>> start Exercise input

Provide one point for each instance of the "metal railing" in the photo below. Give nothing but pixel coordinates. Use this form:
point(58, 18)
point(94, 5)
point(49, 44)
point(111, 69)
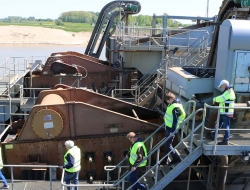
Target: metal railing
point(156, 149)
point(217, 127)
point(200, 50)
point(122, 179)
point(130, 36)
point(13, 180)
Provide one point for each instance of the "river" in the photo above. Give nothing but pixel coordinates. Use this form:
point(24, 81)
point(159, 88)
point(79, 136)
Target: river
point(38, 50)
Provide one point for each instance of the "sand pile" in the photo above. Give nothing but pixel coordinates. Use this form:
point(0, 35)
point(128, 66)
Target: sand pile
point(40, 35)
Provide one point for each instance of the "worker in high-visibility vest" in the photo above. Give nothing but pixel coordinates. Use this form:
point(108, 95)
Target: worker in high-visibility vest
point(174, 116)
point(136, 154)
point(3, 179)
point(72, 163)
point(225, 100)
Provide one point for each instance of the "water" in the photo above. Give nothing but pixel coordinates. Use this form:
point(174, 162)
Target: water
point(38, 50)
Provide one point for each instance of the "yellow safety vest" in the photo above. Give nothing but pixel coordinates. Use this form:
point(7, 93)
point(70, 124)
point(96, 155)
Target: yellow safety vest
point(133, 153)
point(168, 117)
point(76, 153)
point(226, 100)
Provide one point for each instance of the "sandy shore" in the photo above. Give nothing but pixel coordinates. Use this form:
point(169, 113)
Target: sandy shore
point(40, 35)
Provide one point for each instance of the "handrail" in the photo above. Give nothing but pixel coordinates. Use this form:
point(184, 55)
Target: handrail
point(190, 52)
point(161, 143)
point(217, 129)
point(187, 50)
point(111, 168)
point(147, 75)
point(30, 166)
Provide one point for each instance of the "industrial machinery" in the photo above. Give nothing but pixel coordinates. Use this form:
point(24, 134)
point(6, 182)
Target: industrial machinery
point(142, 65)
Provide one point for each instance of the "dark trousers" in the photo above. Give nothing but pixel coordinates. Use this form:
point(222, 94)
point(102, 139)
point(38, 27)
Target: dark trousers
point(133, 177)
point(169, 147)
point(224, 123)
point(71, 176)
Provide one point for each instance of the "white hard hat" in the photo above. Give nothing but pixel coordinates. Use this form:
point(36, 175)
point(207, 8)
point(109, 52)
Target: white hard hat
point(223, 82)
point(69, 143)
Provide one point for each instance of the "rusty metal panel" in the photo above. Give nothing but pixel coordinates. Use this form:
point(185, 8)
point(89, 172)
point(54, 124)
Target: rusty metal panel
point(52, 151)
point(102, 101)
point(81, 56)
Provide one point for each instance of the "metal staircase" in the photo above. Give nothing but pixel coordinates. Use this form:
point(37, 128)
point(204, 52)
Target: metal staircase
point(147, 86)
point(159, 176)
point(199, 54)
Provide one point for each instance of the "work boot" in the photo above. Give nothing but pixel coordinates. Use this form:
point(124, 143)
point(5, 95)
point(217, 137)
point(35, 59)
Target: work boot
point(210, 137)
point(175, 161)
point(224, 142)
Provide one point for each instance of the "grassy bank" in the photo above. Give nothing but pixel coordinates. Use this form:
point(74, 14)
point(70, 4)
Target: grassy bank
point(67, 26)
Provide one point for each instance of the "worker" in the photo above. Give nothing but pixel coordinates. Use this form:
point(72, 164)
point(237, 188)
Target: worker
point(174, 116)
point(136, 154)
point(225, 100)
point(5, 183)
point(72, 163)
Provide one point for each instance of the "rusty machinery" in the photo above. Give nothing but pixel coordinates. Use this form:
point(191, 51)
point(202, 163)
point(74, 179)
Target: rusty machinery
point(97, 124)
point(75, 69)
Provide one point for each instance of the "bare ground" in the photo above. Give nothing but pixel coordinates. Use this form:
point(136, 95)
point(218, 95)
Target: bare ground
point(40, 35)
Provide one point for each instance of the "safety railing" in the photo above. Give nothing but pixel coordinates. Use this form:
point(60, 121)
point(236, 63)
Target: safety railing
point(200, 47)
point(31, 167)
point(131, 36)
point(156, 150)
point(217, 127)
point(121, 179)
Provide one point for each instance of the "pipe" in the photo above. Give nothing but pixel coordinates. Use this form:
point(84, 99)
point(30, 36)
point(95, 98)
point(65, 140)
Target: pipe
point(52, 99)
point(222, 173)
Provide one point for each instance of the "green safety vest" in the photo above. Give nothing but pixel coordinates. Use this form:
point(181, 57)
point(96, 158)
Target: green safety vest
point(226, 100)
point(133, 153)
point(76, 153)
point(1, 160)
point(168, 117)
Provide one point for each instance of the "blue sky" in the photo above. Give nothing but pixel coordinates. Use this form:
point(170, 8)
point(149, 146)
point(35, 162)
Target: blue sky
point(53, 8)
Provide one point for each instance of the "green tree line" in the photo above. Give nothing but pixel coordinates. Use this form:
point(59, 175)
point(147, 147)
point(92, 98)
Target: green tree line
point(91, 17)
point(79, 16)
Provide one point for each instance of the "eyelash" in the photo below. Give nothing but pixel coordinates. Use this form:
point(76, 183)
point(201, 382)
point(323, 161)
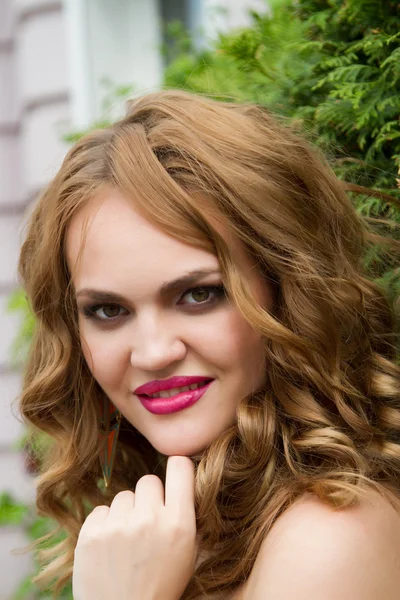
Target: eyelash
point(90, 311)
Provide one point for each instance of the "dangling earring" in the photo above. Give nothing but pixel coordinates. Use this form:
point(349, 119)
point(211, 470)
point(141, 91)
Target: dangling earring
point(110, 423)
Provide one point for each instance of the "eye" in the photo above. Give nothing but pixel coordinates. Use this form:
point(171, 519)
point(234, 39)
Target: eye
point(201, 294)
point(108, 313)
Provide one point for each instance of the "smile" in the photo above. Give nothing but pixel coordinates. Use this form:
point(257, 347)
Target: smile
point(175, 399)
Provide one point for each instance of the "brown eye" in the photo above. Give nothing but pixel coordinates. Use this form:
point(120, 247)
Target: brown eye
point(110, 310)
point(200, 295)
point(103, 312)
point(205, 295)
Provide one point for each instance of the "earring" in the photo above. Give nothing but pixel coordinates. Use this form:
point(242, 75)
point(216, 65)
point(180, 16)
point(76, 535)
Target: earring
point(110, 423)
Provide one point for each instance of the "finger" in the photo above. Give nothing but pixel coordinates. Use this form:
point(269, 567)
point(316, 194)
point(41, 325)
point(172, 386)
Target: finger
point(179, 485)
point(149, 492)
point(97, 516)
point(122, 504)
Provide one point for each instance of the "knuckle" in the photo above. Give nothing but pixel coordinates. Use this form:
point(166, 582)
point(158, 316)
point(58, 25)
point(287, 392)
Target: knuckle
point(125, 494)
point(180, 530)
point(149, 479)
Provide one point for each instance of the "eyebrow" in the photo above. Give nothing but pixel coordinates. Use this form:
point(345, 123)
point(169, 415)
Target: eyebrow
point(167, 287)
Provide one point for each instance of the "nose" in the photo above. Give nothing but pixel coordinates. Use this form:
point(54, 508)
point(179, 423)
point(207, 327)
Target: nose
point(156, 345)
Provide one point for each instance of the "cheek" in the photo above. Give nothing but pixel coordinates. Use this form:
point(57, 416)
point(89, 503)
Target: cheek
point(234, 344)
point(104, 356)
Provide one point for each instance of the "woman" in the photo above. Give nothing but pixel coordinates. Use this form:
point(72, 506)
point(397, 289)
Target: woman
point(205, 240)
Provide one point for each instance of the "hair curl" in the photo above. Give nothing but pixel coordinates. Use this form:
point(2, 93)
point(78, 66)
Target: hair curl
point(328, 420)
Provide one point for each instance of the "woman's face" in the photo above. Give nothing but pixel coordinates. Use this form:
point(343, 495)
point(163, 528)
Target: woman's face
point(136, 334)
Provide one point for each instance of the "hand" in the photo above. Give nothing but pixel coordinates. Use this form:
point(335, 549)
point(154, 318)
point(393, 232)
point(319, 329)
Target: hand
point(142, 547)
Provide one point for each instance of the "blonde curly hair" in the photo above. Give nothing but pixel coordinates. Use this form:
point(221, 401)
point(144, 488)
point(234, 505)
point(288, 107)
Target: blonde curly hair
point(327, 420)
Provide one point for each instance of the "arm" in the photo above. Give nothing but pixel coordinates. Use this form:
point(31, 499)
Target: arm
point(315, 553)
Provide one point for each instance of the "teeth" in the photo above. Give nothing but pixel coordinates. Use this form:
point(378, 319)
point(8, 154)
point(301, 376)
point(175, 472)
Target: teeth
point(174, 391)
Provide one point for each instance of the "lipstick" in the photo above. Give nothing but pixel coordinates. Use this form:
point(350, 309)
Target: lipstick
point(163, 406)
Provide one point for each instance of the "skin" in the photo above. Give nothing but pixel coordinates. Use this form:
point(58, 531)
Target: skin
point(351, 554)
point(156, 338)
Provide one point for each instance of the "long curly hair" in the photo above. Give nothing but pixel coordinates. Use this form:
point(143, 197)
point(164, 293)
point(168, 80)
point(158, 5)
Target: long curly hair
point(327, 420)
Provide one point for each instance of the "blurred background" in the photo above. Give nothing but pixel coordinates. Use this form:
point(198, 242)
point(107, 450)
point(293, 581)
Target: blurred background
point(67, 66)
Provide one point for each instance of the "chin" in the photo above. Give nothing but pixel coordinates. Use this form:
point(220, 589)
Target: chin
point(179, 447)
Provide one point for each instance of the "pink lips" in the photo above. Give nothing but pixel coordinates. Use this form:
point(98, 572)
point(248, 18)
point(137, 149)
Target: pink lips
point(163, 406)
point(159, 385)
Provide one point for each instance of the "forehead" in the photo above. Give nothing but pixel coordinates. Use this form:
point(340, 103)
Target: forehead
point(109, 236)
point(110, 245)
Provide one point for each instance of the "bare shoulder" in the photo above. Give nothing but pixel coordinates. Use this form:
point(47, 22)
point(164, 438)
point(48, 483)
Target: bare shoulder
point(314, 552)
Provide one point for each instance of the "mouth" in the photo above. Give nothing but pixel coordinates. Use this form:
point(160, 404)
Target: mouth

>> end Exercise input

▶ The request
Rewrite the listing from its first line through the line holding "point(30, 166)", inclusive, putting "guardrail" wherever "handrail" appears and keeping everything else the same. Leave the pictures out.

▶ The response
Provide one point for each instance of the "metal railing" in the photo below. Give nothing but pixel coordinates. Use this form:
point(58, 18)
point(94, 5)
point(49, 44)
point(111, 69)
Target: metal railing
point(156, 149)
point(217, 127)
point(200, 50)
point(122, 179)
point(130, 36)
point(13, 180)
Provide one point for each instance of the "river" in the photo above. Give nothing but pixel coordinates. Use this form:
point(24, 81)
point(159, 88)
point(79, 136)
Target: river
point(38, 50)
Provide one point for each instance of the "sand pile" in the photo above. Give nothing but pixel coordinates. Use this form:
point(0, 35)
point(128, 66)
Target: sand pile
point(40, 35)
Provide one point for each instance of the "worker in high-visibility vest" in the photo above. Give nothing but pixel coordinates. Use this form:
point(108, 95)
Target: worker in high-visibility vest
point(174, 116)
point(136, 154)
point(3, 179)
point(72, 163)
point(225, 100)
Provide one point for each instance of the "water" in the photo above. Give nothing but pixel coordinates. Use this form:
point(174, 162)
Target: water
point(38, 50)
Provide one point for each instance of the "yellow safety vest" in the photo above. Give nothing but pixel coordinates. Use this form:
point(7, 93)
point(70, 124)
point(96, 155)
Target: yellow safety vest
point(133, 153)
point(168, 117)
point(76, 153)
point(226, 100)
Provide one point for each instance of the "sandy shore" in the photo above. Give nothing but pixel coordinates. Use this form:
point(169, 113)
Target: sandy shore
point(40, 35)
Provide one point for each instance of the "guardrail" in the photo above. Give nothing but pixel coordinates. Use this form:
point(184, 55)
Target: guardrail
point(190, 52)
point(161, 143)
point(217, 129)
point(187, 50)
point(111, 168)
point(147, 75)
point(30, 166)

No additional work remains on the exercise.